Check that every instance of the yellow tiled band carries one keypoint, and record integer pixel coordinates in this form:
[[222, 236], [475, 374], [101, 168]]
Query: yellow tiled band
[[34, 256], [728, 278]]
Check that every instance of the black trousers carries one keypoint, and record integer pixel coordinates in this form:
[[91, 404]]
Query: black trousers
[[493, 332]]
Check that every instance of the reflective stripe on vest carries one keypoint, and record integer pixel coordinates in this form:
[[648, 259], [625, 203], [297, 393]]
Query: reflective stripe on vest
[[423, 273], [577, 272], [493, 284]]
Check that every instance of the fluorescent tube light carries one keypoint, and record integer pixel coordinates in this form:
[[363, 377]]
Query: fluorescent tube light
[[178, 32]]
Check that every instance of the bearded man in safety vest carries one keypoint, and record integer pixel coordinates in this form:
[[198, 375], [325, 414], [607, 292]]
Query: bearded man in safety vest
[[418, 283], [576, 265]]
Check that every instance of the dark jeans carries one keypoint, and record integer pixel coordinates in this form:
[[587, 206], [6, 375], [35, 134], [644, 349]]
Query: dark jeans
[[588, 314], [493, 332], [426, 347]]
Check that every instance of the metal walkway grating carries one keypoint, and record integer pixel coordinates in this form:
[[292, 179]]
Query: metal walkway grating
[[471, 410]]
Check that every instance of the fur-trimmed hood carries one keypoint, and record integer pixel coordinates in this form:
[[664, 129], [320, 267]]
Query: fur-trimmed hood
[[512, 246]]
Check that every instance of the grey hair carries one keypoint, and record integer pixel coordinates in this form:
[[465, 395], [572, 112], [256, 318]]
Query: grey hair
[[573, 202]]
━━━━━━━━━━━━━━━━━━━━━━━━━━━━━━
— GOAL OF THE EXERCISE —
Would you transcribe the whole listing, keeping every character the same?

— RESULT OF THIS TASK —
Check that every instance of the yellow tiled band carries one keypoint, and record integer pixel coordinates in this form:
[[222, 236], [475, 374], [101, 168]]
Query: yellow tiled band
[[34, 256], [728, 278]]
Check that every instance of the black trousers carries one keypoint, and record integer pixel coordinates in this form:
[[91, 404]]
Query: black trousers
[[493, 332]]
Check that every instance of the reflective stripe on vest carries one keypoint, and record integer pixel coordinates in this form:
[[648, 259], [625, 203], [297, 393]]
Query: reflective stripe on vest
[[423, 273], [577, 272], [493, 284]]
Check that every instance of the fluorescent tube light carries one keypoint, and record integer pixel coordinates in this form:
[[363, 377]]
Query: fluorescent tube light
[[178, 32]]
Check that every instance of the bearded man in safety vest carries one keypoint, and record integer pixel coordinates in this form:
[[198, 375], [325, 414], [607, 292]]
Query: bearded man in safety vest
[[418, 283], [576, 265]]
Check that every instance of the dark jeans carries one keypoint, and record integer pixel coordinates in this form:
[[587, 206], [6, 375], [35, 134], [644, 349]]
Query: dark jeans
[[588, 314], [493, 332], [426, 347]]
Check that every instance of the metal walkway grating carries one keypoint, and record integer pixel coordinates in this form:
[[292, 179]]
Query: metal walkway grating
[[471, 410]]
Check that every instance of the fur-trimmed hood carries one keypoint, and record integer pixel coordinates in this form:
[[664, 129], [320, 267]]
Query: fur-trimmed hood
[[512, 246]]
Check that every instance of the grey hair carries one keypoint, and record integer pixel coordinates in this form:
[[465, 395], [572, 112], [256, 318]]
Query: grey hair
[[573, 202]]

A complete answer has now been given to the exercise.